** START **

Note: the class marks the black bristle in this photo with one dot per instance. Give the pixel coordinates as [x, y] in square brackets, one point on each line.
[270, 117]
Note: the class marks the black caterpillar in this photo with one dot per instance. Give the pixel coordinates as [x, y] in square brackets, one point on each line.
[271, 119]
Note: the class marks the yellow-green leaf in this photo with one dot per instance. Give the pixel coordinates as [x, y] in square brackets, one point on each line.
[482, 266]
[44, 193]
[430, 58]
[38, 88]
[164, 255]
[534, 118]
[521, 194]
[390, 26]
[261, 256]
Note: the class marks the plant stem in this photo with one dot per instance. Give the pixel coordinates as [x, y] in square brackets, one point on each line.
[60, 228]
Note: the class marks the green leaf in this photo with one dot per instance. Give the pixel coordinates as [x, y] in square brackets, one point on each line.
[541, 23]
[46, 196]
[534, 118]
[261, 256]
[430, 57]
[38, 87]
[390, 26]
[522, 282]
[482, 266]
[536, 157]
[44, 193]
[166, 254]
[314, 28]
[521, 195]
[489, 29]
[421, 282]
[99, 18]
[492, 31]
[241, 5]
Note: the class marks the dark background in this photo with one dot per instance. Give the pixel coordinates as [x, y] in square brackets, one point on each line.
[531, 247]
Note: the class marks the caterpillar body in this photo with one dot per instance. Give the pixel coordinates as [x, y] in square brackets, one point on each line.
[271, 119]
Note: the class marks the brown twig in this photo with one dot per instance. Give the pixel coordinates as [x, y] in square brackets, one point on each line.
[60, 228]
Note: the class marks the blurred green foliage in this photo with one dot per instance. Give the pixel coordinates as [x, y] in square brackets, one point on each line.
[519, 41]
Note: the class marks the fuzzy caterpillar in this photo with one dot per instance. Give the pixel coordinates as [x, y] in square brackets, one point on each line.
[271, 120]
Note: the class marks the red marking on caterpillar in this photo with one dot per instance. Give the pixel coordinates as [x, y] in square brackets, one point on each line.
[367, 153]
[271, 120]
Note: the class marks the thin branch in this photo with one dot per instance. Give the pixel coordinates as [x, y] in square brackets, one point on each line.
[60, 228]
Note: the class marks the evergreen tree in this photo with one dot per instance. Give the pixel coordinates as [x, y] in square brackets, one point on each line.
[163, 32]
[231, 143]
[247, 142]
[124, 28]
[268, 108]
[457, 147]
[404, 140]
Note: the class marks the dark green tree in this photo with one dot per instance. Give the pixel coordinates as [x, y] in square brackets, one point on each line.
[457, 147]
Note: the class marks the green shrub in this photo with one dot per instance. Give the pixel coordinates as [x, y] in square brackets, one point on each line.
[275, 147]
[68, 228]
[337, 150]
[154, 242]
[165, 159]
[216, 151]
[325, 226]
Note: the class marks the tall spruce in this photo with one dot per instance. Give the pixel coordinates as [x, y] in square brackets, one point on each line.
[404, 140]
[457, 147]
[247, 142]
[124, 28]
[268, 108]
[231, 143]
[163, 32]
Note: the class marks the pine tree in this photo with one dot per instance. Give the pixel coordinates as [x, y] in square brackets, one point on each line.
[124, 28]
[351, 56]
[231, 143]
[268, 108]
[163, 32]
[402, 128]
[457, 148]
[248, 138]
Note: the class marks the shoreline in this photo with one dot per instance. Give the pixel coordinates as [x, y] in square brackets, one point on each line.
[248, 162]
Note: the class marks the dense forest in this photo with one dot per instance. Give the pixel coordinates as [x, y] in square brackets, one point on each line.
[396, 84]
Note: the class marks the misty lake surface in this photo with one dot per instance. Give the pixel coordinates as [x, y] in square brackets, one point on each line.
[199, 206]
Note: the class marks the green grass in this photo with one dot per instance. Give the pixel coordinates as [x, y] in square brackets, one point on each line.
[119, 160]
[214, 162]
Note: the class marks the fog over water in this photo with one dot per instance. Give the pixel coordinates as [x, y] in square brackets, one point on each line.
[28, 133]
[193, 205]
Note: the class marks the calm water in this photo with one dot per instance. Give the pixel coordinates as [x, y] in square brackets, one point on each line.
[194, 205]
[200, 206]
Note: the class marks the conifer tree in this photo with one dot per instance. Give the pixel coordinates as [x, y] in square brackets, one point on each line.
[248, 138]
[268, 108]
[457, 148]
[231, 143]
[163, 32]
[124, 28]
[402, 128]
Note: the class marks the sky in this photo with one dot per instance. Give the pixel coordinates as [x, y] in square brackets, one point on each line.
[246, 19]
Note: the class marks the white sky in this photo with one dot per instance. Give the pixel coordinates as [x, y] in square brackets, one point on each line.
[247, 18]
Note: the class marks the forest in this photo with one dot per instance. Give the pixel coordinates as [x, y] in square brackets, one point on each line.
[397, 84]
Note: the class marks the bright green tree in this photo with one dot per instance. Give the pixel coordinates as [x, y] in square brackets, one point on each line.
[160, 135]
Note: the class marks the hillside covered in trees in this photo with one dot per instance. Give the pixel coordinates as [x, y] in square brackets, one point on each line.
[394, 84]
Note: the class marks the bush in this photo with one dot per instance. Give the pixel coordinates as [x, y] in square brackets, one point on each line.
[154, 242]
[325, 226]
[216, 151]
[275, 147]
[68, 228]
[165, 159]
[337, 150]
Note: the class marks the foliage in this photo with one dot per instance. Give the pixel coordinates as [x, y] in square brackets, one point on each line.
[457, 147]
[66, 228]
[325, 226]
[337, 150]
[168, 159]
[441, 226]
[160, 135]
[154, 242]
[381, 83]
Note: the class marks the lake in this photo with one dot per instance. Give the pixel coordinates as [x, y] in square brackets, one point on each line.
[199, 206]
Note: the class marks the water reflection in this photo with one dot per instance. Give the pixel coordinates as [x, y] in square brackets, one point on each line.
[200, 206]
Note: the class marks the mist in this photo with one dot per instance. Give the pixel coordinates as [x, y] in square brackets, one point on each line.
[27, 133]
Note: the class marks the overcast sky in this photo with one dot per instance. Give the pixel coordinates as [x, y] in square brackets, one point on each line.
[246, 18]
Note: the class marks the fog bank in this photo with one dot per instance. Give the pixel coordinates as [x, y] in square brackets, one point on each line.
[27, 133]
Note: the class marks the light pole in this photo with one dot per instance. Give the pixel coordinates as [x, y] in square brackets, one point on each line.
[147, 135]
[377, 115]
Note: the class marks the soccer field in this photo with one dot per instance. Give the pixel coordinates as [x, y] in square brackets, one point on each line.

** END **

__WHAT THIS TASK INVOLVES__
All records above must be set down exactly, please.

__ANSWER TO THIS TASK__
Note: the class marks the black bristle in this photo with one dot per instance. Give the pixel coordinates as [x, y] in square brackets, one point on each line.
[270, 117]
Note: the class marks the black caterpillar in this photo with one dot per instance. Give the pixel coordinates as [x, y] in square brackets, one point on each line.
[271, 119]
Note: the class marks the yellow-green leaf in this photo with one dot per instance. Give the pixel coordinates as [x, y] in square brackets, one point on each line.
[482, 266]
[44, 193]
[430, 58]
[38, 88]
[164, 255]
[534, 118]
[521, 194]
[390, 26]
[261, 256]
Note: the class marks the plant stem in this photo with one dot per instance. Give the pixel coordinates as [x, y] in square brackets, one point on each line.
[60, 228]
Note: the class marks the green leaf in this photo with one dot per instance. Give the pixel coordinates as [x, y] in square brackets, one point on each line.
[541, 23]
[46, 196]
[534, 118]
[261, 256]
[430, 57]
[38, 87]
[390, 26]
[522, 282]
[482, 266]
[536, 157]
[44, 193]
[166, 254]
[314, 28]
[521, 195]
[489, 29]
[421, 282]
[99, 18]
[492, 31]
[241, 5]
Note: the class marks the dark background in this photo with one dot per instance. Give the pixel coordinates as [x, y] in square brackets, one point on each line.
[531, 247]
Note: the class marks the caterpillar body in this photo with one dot per instance. Give the pixel coordinates as [x, y] in square brackets, one point on each line.
[271, 119]
Note: the class marks the brown twig in this photo with one dot per instance. Give the pixel coordinates as [x, y] in square brackets, one point on each line.
[60, 228]
Note: the class marks the blurred green foliage in this photo with one dot per instance. Give the pixel coordinates as [x, y] in square brackets, one point on each line.
[519, 41]
Note: the class marks the fuzzy caterpillar in this photo with one dot per instance. Give the pixel coordinates as [x, y] in square brackets, one point on each line.
[271, 120]
Note: the class marks the red marking on caterpillar in this photo with one dot per instance. Give the pixel coordinates as [x, y] in square brackets, one point on each line.
[367, 153]
[271, 120]
Note: the class marks the thin branch in this photo with one dot per instance. Give the pixel coordinates as [x, y] in square brackets, one point on each line.
[60, 228]
Note: the class marks the evergreen tree in this photo with one dot per instance. Give the pixel coordinates as [x, y] in square brackets, one point on each line.
[163, 32]
[231, 143]
[247, 142]
[124, 28]
[268, 108]
[457, 147]
[404, 140]
Note: the class marks the dark green tree in this photo with one dot per instance. Give the pixel coordinates as [x, y] in square brackets, one point on each line.
[457, 147]
Note: the class marks the green shrub in this photo with one dot per instance. Give the pixel coordinates as [x, y] in square brackets, one point on each line.
[275, 147]
[68, 228]
[337, 150]
[154, 242]
[165, 159]
[216, 151]
[325, 226]
Note: the class marks the tall spruce in this photo with one dot per instance. Give the pixel coordinates as [x, y] in square brackets, one point on each line.
[404, 140]
[457, 147]
[247, 142]
[124, 28]
[268, 108]
[231, 143]
[163, 32]
Note: the class marks the pine tree in this photo with one dot per instance. Give the pixel coordinates as [x, y] in square brackets, one point on each line.
[124, 28]
[351, 56]
[231, 143]
[268, 108]
[163, 32]
[402, 128]
[457, 148]
[248, 138]
Note: the class marks the shoreline in this photo with one dot per instance. Give the pixel coordinates as [x, y] in square brackets, one point on each line.
[248, 162]
Note: the class marks the dense forest in this photo with one dot per instance. Give the pixel coordinates as [x, y] in square brackets, one point on each line.
[396, 84]
Note: the class marks the misty lake surface in this photo with one dot per instance. Give the pixel coordinates as [x, y] in square brackets, one point on each line.
[199, 206]
Note: the class marks the green grass in this photo with one dot per instance. Give the pixel coordinates as [x, y] in square brackets, one point on each line.
[119, 160]
[214, 162]
Note: the class marks the fog over water in this photo with one dot per instance. Give the pixel coordinates as [x, y] in square brackets, one point on each line.
[28, 133]
[193, 205]
Note: the class marks the calm water in this photo with one dot per instance. Give the pixel coordinates as [x, y] in square brackets, one point on each line.
[194, 205]
[200, 206]
Note: the class marks the conifer tree in this photo with one dot per instance. Give the pixel coordinates as [x, y] in square brackets, one point on each line.
[248, 138]
[268, 108]
[457, 148]
[231, 143]
[163, 32]
[124, 28]
[402, 128]
Note: the class marks the sky in this photo with one dot per instance. Give the pixel coordinates as [x, y] in square brackets, one point on each line.
[246, 19]
Note: the class marks the white sky in this photo with one dot per instance. Give the pixel coordinates as [x, y] in square brackets, one point on each line.
[247, 18]
Note: the class marks the forest in this photo with one dot per instance. Give the pixel coordinates as [x, y] in square brackets, one point on each line.
[397, 84]
Note: the class marks the bright green tree in this photo with one dot per instance. Give the pixel coordinates as [x, y] in square brackets, one point on each line.
[160, 135]
Note: the class marks the hillside covered in trees in this photo with one dot per instance. Give the pixel coordinates as [x, y] in square brackets, one point on each line.
[394, 84]
Note: the class marks the bush in this photo with one dot per instance. Give the pixel coordinates as [x, y] in square brackets, one point on each line.
[154, 242]
[325, 226]
[216, 151]
[275, 147]
[68, 228]
[165, 159]
[337, 150]
Note: the class marks the foliage in this photo with one dot per instance. Give the pixel coordinates as [x, y] in square brackets, one point on each line.
[457, 147]
[66, 228]
[325, 226]
[337, 150]
[168, 159]
[441, 226]
[160, 135]
[154, 242]
[381, 83]
Note: the class marks the lake in this photo with one dot per instance. Give the pixel coordinates as [x, y] in square brackets, one point on each line.
[199, 206]
Note: the class marks the water reflection in this photo with one dot per instance. Give the pixel coordinates as [x, y] in square brackets, one point on each line.
[200, 206]
Note: the class marks the mist in this photo with one dot per instance. Give the pixel coordinates as [x, y] in square brackets, one point on each line.
[27, 133]
Note: the class marks the overcast sky in this photo with one dot per instance. Give the pixel coordinates as [x, y] in square brackets, one point on each line.
[246, 18]
Note: the class marks the fog bank in this photo with one dot per instance. Give the pixel coordinates as [x, y] in square brackets, one point on each line.
[27, 133]
Note: the class marks the light pole in this photo with one dot per instance. Give the pixel coordinates as [x, y] in square brackets, one point on each line.
[147, 135]
[377, 115]
Note: the class marks the soccer field in this photo with one dot per instance. Give the pixel coordinates as [x, y] in square brackets, one point on each line.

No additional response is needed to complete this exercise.